Locate every line of the items below that contains the word "head", and copy each of those lines in full. Uppercase and lowercase letters count as different.
-------- DATASET EXTRACT --------
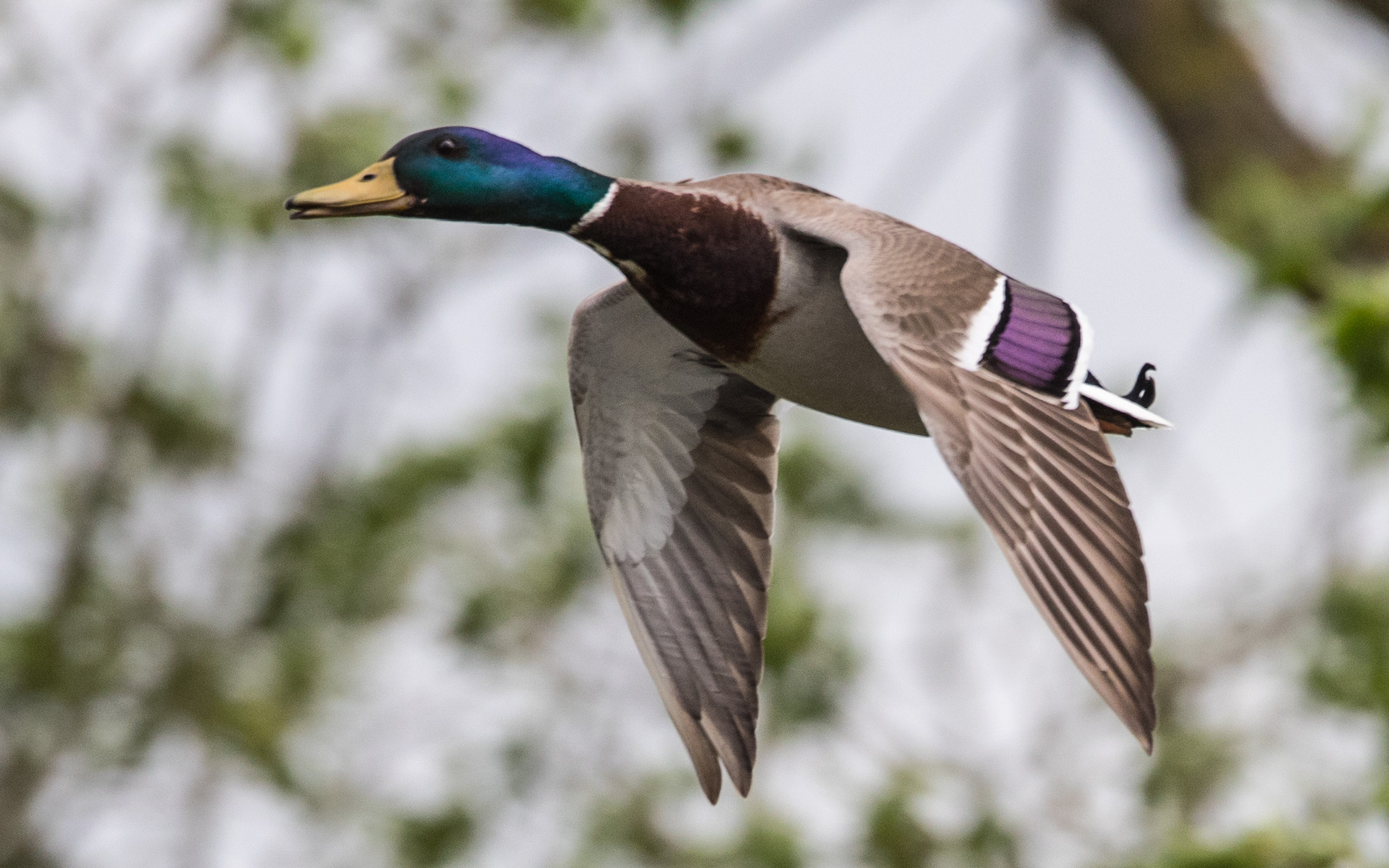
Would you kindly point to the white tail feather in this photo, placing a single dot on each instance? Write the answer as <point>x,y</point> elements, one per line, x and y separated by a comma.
<point>1123,404</point>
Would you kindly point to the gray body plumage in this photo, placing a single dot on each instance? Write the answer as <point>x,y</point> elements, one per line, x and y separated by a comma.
<point>871,320</point>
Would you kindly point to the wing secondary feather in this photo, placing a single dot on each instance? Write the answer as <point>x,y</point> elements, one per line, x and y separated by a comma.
<point>1039,474</point>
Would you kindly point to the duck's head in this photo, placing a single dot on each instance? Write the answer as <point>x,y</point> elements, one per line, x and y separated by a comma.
<point>460,173</point>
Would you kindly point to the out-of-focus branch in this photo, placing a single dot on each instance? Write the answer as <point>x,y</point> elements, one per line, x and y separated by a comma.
<point>1286,202</point>
<point>1202,85</point>
<point>1379,9</point>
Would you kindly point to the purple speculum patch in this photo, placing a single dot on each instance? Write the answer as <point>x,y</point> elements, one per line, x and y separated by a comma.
<point>1036,341</point>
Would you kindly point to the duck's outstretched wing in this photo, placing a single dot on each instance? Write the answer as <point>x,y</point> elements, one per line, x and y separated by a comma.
<point>996,371</point>
<point>679,465</point>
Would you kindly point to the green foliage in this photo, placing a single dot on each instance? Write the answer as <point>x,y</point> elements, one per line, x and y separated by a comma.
<point>281,25</point>
<point>674,11</point>
<point>807,663</point>
<point>338,146</point>
<point>1324,240</point>
<point>18,219</point>
<point>555,14</point>
<point>454,96</point>
<point>1358,326</point>
<point>893,837</point>
<point>179,431</point>
<point>1190,763</point>
<point>434,841</point>
<point>1350,667</point>
<point>217,196</point>
<point>334,557</point>
<point>1188,767</point>
<point>1292,228</point>
<point>531,596</point>
<point>1276,847</point>
<point>629,828</point>
<point>814,485</point>
<point>731,145</point>
<point>40,374</point>
<point>526,448</point>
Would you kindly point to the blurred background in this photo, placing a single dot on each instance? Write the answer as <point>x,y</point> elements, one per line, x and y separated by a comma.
<point>295,567</point>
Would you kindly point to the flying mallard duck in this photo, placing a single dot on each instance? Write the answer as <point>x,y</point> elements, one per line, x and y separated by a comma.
<point>746,289</point>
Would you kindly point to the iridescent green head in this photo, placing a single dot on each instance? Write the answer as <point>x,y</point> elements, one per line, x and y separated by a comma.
<point>460,173</point>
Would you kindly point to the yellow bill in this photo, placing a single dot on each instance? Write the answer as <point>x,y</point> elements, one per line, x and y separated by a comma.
<point>371,190</point>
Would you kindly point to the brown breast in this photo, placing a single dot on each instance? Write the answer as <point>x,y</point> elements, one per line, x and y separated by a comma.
<point>706,265</point>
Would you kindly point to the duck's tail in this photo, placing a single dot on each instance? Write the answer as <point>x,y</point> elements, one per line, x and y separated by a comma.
<point>1121,414</point>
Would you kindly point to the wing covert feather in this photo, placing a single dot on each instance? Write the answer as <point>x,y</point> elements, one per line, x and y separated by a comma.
<point>1041,475</point>
<point>679,465</point>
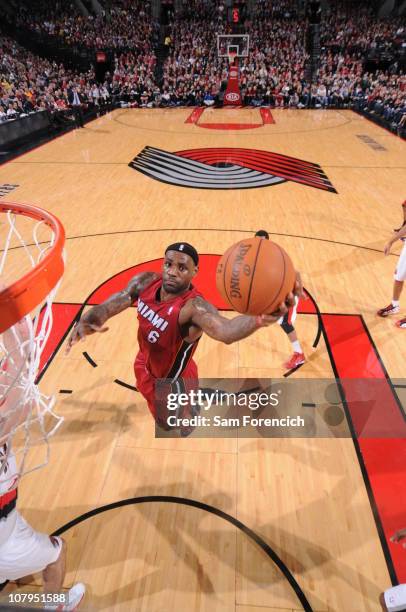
--------
== PROBLEM SOLUTION ==
Would you kindly point to the duck's head in this photo, placing a single dot on each instance? Write the answer as <point>x,y</point> elements, one per line, x and y separated by a comma.
Would you kindly point to the iridescent green head in this photo, placing a single dot on each instance? Write the answer as <point>x,y</point> elements, one per line, x and y separated by a comma.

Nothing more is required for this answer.